**EXCERPTED TEXT**
★ ★ ★ ★ ★
Skip to content

Instantly share code, notes, and snippets.

@chloemar10
Last active February 18, 2018 20:09
Show Gist options
  • Save chloemar10/5f87fd49cd67210e8d9c19bf2333161f to your computer and use it in GitHub Desktop.
Save chloemar10/5f87fd49cd67210e8d9c19bf2333161f to your computer and use it in GitHub Desktop.

CHLOE MARTEN
QUANT HUMANISTS
SPRING 2018
05 02 2018

Assignment 2: Document Your Methodology, link to assignment

Introduction

This past week, I further developed the questions I seek to answer as part of my final self-tracking project. Overall, I aim to interpret what my financial data says about me by exploring the following questions:

  • What do I spend my money on?
    • Categorical Spends
  • Where do I spend money?
    • Geographic Location
    • Places/Vendors
  • How has my spending shifted over time?
    • Increased/Decreased Spending in Certain Categories
  • How have my financial habits changed over time?
    • Ratio of Money Spent
    • Ratio of Money Saved/Invested

Below outlines my methodology to go about answering these questions.

Phase 1 - Data Gathering

In order to answer the above questions, I will need to track my financial transactions. I have decided to take an automated approach in gathering my data since I have limited time on a daily basis. To source my financial transaction data I will be using Plaid (https://plaid.com/products/transactions/), from which I can export JSON files. I am currently waiting on Plaid to grant me development access in order to link to my banking and credit card accounts. In the meantime, I was able to use their sandbox data to get a feel for how it works and setup my workflow. One concern I have about using Plaid is that it may not be able to source all my historical transactions. Once I am able to link my accounts, I need to figure out how far back I can go.

Phase 2 - Data Manipulation

Using the sandbox data Plaid provides, I went through the process of cleaning up the raw JSON data to isolate needed data points. In order to answer my questions, I will need to track the following transaction data:

  • Date
  • Amount/Balance
  • Name
  • Location
  • Category
 {
      "amount": -500, 
      "category": [
        "Travel", 
        "Airlines and Aviation Services"
      ], 
      "date": "2018-01-24", 
      "location": {
        "address": null, 
        "city": null, 
        "lat": null, 
        "lon": null, 
        "state": null, 
        "store_number": null, 
        "zip": null
      }, 
      "name": "United Airlines", 
      }, 
    }

This week, I worked on importing a JSON file from Plaid, and then using Jupyter Notebook (http://jupyter.org/) to clean up and identify the needed data points. I got so far as pulling out “amounts” and “date” with the intention to plot them in a line graph.
★ ★ ★ ★ ★
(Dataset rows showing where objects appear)
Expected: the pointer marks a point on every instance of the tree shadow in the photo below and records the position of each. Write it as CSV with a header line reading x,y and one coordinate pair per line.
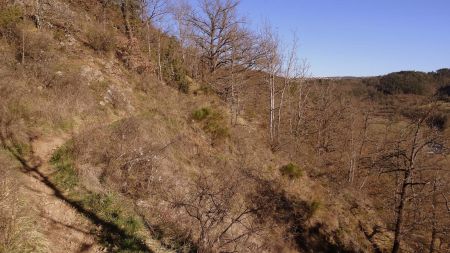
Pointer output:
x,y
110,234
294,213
★ ★ ★ ★ ★
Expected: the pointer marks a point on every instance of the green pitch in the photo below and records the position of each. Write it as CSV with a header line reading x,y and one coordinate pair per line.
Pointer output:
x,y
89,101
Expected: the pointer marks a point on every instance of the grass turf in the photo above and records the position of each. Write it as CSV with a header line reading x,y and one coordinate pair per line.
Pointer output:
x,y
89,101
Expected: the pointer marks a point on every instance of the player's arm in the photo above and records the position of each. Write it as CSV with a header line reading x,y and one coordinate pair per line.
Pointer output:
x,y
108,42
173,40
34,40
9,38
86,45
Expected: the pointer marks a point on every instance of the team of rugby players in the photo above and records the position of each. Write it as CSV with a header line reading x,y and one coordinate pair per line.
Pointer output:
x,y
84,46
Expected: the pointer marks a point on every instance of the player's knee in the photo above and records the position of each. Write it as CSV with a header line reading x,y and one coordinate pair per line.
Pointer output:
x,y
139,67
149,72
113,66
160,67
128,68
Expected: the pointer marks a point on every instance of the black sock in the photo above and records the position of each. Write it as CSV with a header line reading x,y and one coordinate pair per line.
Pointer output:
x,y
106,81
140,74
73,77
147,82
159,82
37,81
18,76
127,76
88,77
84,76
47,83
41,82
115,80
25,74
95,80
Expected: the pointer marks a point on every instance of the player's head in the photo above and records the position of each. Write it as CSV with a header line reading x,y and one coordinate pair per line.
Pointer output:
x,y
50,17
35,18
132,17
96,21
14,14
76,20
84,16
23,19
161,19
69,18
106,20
★ ★ ★ ★ ★
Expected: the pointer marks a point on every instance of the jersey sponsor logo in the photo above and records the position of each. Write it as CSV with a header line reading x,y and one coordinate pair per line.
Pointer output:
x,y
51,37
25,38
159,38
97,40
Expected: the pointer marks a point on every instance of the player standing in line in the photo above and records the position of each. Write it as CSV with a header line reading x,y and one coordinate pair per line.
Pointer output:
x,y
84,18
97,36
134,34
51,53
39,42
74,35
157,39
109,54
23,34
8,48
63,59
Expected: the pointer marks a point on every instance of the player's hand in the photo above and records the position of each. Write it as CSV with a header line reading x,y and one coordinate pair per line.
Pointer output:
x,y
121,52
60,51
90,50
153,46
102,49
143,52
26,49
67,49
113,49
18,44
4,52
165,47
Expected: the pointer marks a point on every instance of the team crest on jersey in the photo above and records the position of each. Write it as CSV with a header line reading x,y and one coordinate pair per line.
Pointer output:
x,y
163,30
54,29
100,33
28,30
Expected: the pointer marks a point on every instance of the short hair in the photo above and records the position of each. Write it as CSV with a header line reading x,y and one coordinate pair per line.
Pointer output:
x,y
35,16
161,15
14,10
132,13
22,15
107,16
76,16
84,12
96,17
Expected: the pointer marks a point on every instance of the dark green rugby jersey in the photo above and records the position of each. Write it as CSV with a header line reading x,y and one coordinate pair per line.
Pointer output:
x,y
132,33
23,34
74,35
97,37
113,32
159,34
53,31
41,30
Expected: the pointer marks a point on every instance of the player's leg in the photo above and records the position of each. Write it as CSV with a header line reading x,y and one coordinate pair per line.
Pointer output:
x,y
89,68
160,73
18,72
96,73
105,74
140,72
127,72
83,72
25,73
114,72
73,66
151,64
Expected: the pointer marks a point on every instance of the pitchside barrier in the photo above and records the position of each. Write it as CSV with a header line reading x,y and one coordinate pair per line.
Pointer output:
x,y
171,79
★ ★ ★ ★ ★
**TASK A**
Retype the part of the financial self-tracking methodology that opens with the words containing "Introduction" and closes with "changed over time?".
**TASK B**
Answer these questions about the financial self-tracking methodology:
(i) Which service will supply the transaction data?
(ii) Which tool was used to clean up the JSON data and identify the needed data points?
(iii) What kind of graph are the pulled-out amounts and dates meant to be plotted in?
**TASK C**
Proceed with the financial self-tracking methodology from where it stops.
These rows have no connection to the financial self-tracking methodology.

**EXPECTED OUTPUT A**
Introduction

This past week, I further developed the questions I seek to answer as part of my final self-tracking project. Overall, I aim to interpret what my financial data says about me by exploring the following questions:

  • What do I spend my money on?
    • Categorical Spends
  • Where do I spend money?
    • Geographic Location
    • Places/Vendors
  • How has my spending shifted over time?
    • Increased/Decreased Spending in Certain Categories
  • How have my financial habits changed over time?

**EXPECTED OUTPUT B**
(i) Plaid
(ii) Jupyter Notebook
(iii) A line graph

**EXPECTED OUTPUT C**
import json
with open('transactions.json') as f:
    data = json.load(f)

transactions = data["transactions"]
amounts = [t["amount"] for t in transactions]
mydates = [datetime.datetime.strptime(t["date"], "%Y-%m-%d") for t in transactions]

Phase 3 - Data Visualization

I also plan on using Jupyter to organize and plot my data but did not get to it this week. Before plotting, I need to first design the graphs/charts I intend on using to analyze my financial data.

Phase 4 - Data Analysis

The fourth phase is the actual analysis of my data for reflective insights. I imagine there will a bit of trial and error getting the right charts for visualization, which will probably bring me to tweaking phase 2 and 3.

@joeyklee
Copy link

Hi Chloe!

Super. Thanks for your thoughts.

How have my financial habits changed over time?
Ratio of Money Spent
Ratio of Money Saved/Invested

You might also look into your calendar to discover if there are events which trigger spending or not spending. These trends might reveal themselves naturally, but to relate them to things like birthdays or anticipated travel, etc will help contextualize your findings. You might also discover things like, “generally, I tend to do last minute shopping for birthdays, but plan way further ahead for the holidays” etc etc. Just subtle but possibly telling details.

Once I am able to link my accounts, I need to figure out how far back I can go.

If you want to go back further in history, you might consider downloading your financial transactions via your bank. I know at my bank I can get back my data as csv. There’s other services like Intuit’s Mint that also provide a breakdown of spending. Not sure exactly, but might just a thought.

I also plan on using Jupyter to organize and plot my data but did not get to it this week. Before plotting, I need to first design the graphs/charts I intend on using to analyze my financial data.

Plotting in Python hasn’t always been so friendly (or beautiful) but there are lots of libraries now that are making it easier. Also interactive plots are also possible in Jupyter notebooks which is great.

For data munging:
Python Pandas: http://nbviewer.jupyter.org/github/jvns/pandas-cookbook/blob/v0.1/cookbook/Chapter%201%20-%20Reading%20from%20a%20CSV.ipynb
For mapping:
Cartoframes: https://carto.com/blog/inside/CARTOframes-python-interface-CARTO/
Interactive charts: there’s a bunch, but just a suggestion
https://plot.ly/python/

Also common practice is to generate your charts in python and then export to illustrator or sketch to beautify them.

@auremoser
Copy link

Very cool, +1 to everything Joey said here. Plaid seems like a cool app, others like Mint also let you export your data and import from your bank and various financial services, there are some limited visualizations but it's actually mostly useful because of the data export functionality, and the fact that it aggregates from banks, cc and other financial services online.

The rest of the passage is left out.